# What you should do
A single number is the whole answer: the count of lines in these entries that hold "guard".
[[ Source data, beginning ]]
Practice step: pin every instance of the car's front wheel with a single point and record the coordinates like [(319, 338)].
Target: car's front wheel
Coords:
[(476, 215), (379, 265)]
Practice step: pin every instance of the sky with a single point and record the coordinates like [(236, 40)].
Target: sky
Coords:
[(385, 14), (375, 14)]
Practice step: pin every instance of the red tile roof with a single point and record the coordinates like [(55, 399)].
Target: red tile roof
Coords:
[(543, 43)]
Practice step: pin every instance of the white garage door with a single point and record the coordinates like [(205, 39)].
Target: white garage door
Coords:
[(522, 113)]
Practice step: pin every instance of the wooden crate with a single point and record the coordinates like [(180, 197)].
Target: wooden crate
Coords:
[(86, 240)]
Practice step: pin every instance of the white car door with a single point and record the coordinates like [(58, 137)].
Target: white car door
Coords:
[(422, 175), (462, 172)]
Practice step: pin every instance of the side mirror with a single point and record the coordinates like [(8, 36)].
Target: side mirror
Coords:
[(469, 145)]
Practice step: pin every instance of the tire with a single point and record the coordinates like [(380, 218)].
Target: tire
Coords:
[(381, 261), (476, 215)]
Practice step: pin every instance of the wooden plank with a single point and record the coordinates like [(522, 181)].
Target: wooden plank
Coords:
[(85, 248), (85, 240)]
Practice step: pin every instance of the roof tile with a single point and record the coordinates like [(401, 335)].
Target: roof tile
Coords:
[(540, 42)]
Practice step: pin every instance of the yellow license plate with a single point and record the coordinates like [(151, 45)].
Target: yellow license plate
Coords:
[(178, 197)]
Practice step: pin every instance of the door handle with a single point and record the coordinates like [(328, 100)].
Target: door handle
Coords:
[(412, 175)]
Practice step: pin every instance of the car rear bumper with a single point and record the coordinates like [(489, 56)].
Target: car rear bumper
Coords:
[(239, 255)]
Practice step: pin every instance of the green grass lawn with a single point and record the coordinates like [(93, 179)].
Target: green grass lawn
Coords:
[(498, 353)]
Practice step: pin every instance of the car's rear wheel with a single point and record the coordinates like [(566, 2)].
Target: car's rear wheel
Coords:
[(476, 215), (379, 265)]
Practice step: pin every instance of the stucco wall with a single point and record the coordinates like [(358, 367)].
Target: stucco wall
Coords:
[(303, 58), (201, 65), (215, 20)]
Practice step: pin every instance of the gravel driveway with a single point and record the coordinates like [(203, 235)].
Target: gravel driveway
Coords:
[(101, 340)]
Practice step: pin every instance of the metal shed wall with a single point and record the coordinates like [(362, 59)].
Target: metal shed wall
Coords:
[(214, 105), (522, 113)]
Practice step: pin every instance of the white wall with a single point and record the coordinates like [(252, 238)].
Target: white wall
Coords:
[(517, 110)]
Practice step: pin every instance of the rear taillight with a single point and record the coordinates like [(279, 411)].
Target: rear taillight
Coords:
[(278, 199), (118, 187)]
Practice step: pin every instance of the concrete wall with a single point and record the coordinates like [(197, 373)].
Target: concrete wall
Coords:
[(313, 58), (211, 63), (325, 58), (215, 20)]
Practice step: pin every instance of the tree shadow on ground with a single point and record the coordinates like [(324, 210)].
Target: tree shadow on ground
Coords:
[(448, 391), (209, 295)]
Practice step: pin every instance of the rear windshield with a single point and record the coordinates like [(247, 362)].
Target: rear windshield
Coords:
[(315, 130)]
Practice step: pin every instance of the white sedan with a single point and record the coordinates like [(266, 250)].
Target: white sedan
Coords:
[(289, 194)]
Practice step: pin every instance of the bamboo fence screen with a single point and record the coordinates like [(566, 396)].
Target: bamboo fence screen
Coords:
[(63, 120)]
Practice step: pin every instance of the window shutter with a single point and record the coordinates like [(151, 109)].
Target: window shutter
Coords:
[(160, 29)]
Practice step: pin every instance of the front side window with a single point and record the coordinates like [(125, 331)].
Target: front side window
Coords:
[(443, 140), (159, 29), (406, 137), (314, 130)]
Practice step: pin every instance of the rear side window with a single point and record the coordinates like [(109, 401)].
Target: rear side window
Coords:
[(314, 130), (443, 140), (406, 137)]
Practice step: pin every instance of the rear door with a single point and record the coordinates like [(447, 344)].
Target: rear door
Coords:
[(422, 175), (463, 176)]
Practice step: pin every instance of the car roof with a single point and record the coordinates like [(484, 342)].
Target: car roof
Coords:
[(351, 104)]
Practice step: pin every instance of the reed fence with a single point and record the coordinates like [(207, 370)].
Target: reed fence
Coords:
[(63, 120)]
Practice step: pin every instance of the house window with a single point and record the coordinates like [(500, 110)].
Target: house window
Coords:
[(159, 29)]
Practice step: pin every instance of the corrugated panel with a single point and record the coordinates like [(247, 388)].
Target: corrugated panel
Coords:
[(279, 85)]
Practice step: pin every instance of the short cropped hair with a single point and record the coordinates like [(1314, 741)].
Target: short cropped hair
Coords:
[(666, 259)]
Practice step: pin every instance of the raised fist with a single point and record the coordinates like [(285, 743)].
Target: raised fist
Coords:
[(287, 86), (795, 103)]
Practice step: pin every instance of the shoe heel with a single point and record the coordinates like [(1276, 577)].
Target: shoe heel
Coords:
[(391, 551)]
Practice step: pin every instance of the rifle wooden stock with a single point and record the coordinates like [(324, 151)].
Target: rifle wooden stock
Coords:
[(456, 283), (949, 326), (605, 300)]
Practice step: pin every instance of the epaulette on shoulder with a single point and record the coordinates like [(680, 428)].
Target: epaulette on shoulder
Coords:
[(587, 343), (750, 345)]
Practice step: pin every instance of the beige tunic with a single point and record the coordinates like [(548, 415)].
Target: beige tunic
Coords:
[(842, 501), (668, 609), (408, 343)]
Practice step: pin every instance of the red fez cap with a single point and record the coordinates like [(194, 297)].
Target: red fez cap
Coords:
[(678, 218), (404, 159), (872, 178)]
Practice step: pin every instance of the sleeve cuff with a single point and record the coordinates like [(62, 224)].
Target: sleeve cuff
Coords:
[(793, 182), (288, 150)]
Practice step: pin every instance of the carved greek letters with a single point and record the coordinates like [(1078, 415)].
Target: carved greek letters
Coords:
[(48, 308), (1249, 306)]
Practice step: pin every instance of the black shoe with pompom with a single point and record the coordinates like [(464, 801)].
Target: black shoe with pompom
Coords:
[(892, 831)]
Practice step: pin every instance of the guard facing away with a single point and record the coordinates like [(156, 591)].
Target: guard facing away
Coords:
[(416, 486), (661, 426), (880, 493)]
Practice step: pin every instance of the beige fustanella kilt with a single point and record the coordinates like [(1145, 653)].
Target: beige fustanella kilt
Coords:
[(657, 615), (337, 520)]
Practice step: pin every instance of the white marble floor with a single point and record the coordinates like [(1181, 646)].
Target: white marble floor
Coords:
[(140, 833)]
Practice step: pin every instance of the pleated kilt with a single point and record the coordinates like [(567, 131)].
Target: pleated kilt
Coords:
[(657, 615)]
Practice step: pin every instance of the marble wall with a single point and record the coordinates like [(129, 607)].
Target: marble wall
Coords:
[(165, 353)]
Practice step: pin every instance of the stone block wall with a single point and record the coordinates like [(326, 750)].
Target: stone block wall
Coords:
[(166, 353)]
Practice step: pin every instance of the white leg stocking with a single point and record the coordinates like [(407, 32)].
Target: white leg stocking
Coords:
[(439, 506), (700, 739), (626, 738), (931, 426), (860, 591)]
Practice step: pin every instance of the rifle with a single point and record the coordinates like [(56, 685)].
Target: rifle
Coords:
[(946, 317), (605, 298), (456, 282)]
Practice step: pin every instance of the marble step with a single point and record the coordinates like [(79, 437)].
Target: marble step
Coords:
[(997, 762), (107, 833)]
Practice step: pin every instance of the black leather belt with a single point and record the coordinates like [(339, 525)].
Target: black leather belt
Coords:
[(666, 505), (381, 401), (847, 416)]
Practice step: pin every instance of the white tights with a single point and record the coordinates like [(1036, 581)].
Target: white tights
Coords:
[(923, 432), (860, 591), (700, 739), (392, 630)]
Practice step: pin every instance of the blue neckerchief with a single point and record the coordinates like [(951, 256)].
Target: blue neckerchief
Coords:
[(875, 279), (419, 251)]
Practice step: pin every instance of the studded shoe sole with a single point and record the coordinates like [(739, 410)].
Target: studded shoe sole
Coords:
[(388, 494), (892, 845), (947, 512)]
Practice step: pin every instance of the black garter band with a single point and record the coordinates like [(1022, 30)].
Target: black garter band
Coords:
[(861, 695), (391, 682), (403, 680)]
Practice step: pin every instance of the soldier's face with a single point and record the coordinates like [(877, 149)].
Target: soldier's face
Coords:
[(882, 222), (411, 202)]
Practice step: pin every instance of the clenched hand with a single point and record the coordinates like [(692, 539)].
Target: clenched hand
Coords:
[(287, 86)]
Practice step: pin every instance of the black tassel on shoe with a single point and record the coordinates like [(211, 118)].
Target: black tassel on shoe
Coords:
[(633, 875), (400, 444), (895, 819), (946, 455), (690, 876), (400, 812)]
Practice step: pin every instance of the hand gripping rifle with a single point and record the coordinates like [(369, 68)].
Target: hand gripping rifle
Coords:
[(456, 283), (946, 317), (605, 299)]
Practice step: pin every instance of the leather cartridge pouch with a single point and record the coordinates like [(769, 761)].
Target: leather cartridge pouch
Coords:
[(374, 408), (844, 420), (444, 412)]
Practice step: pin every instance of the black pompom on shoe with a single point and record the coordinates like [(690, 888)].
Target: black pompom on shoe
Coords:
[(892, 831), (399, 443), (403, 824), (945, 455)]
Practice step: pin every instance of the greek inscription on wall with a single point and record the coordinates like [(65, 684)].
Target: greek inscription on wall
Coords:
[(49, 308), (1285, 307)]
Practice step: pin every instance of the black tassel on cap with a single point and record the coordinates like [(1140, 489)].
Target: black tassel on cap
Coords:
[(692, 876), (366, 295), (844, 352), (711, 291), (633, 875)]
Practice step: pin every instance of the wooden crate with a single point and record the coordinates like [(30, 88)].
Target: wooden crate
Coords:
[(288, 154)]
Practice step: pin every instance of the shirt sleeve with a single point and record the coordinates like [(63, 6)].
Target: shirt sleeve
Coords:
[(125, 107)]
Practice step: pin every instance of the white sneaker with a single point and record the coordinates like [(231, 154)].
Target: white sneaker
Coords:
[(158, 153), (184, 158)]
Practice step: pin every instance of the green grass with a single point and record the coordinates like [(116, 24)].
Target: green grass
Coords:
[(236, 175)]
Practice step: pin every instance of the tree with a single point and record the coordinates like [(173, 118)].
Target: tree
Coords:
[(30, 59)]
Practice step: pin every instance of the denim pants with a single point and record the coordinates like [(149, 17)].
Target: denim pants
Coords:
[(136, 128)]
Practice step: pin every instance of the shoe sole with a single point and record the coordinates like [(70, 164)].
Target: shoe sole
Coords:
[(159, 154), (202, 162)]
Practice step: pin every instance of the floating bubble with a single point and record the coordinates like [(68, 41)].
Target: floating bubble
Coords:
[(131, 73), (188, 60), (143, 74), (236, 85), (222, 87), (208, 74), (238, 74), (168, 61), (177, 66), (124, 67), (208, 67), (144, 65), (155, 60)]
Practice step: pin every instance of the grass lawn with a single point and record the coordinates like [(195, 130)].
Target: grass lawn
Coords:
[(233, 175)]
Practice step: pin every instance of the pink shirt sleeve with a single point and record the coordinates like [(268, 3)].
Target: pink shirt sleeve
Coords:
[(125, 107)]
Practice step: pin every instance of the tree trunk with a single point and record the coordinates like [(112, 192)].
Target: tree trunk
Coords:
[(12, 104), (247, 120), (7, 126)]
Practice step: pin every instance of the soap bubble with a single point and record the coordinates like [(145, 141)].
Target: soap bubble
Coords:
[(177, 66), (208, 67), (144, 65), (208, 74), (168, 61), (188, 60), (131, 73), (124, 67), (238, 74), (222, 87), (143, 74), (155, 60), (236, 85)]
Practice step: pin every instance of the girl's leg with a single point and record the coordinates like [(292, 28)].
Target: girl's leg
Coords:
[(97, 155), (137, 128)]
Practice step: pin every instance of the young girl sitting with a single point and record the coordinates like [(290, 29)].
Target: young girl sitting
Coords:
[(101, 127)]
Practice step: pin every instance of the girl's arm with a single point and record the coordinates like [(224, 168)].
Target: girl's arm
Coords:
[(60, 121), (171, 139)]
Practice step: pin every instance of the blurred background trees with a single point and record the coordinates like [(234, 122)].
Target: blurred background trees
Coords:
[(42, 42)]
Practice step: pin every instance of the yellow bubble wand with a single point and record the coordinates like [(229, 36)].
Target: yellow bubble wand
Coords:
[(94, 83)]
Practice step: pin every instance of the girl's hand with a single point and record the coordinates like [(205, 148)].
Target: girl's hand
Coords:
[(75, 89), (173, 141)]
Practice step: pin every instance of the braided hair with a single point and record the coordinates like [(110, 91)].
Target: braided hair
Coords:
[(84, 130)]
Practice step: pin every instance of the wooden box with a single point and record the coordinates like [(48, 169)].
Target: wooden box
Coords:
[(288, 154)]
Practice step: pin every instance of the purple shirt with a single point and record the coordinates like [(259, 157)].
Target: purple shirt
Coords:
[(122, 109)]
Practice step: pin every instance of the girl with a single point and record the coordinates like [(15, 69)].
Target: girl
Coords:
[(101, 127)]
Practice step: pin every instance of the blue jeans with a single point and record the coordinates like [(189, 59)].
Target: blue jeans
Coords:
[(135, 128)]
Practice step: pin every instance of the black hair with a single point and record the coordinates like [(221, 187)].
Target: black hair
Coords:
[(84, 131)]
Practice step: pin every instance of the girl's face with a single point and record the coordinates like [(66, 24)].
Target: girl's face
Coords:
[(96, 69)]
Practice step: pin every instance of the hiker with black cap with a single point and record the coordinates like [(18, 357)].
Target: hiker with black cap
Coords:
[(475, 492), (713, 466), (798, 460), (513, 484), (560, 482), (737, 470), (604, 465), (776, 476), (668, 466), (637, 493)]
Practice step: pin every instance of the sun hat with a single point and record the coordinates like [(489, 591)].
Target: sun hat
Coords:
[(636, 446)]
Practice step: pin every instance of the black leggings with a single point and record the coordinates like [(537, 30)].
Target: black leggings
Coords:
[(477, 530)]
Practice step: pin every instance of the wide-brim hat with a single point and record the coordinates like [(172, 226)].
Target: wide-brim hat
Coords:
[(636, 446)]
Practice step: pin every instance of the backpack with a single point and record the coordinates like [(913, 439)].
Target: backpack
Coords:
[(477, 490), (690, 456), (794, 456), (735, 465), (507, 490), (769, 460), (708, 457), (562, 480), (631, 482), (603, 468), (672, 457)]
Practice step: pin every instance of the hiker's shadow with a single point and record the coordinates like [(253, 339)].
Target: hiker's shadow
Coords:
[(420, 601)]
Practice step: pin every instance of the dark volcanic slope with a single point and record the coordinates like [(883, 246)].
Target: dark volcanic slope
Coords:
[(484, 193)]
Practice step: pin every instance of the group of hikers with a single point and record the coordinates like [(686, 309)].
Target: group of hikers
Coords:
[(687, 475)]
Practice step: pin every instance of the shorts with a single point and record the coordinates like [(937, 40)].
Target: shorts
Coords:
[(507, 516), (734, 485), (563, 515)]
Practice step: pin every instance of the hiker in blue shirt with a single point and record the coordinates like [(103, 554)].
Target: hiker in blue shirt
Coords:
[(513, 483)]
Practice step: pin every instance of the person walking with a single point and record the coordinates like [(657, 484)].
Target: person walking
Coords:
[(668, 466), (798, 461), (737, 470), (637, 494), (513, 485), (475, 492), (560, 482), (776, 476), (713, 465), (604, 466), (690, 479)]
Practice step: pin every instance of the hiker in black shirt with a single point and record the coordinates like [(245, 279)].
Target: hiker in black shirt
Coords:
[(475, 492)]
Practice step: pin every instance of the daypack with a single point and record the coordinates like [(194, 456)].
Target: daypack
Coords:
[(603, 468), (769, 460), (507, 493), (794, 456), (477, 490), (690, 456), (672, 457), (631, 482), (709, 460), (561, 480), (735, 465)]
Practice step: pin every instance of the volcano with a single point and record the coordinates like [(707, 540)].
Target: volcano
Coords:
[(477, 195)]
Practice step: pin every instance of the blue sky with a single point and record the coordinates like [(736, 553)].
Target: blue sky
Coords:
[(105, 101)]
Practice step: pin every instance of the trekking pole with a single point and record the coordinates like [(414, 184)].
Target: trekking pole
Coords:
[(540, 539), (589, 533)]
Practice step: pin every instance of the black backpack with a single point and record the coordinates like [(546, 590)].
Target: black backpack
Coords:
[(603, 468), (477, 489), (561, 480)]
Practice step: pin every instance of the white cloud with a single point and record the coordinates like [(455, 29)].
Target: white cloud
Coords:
[[ Source data, end ]]
# Output below
2